» **EXERCISE INSTRUCTIONS**:
Retype each entry verbatim. Do not include the images.

(INPUT RECORDS Opens)

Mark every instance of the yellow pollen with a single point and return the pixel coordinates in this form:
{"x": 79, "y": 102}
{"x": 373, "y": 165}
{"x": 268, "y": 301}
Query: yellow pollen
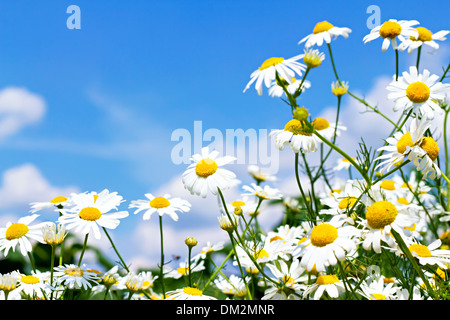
{"x": 296, "y": 127}
{"x": 192, "y": 291}
{"x": 271, "y": 62}
{"x": 238, "y": 203}
{"x": 16, "y": 231}
{"x": 159, "y": 202}
{"x": 74, "y": 272}
{"x": 403, "y": 142}
{"x": 431, "y": 147}
{"x": 418, "y": 92}
{"x": 320, "y": 124}
{"x": 323, "y": 234}
{"x": 390, "y": 29}
{"x": 402, "y": 200}
{"x": 206, "y": 167}
{"x": 420, "y": 249}
{"x": 347, "y": 202}
{"x": 58, "y": 199}
{"x": 29, "y": 280}
{"x": 424, "y": 34}
{"x": 387, "y": 185}
{"x": 381, "y": 214}
{"x": 90, "y": 214}
{"x": 322, "y": 27}
{"x": 327, "y": 279}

(INPUT RECORDS Closes)

» **WRITTEN RESPONSE**:
Mark every instance of the yellow pollen with a single point and return the pixel coordinates in this form:
{"x": 79, "y": 102}
{"x": 373, "y": 165}
{"x": 268, "y": 301}
Query: yellow pollen
{"x": 296, "y": 127}
{"x": 192, "y": 291}
{"x": 271, "y": 62}
{"x": 238, "y": 203}
{"x": 16, "y": 231}
{"x": 159, "y": 202}
{"x": 74, "y": 272}
{"x": 403, "y": 142}
{"x": 431, "y": 147}
{"x": 418, "y": 92}
{"x": 320, "y": 124}
{"x": 323, "y": 234}
{"x": 390, "y": 29}
{"x": 402, "y": 200}
{"x": 206, "y": 167}
{"x": 420, "y": 249}
{"x": 347, "y": 202}
{"x": 58, "y": 199}
{"x": 29, "y": 280}
{"x": 424, "y": 34}
{"x": 387, "y": 185}
{"x": 381, "y": 214}
{"x": 90, "y": 214}
{"x": 322, "y": 27}
{"x": 327, "y": 279}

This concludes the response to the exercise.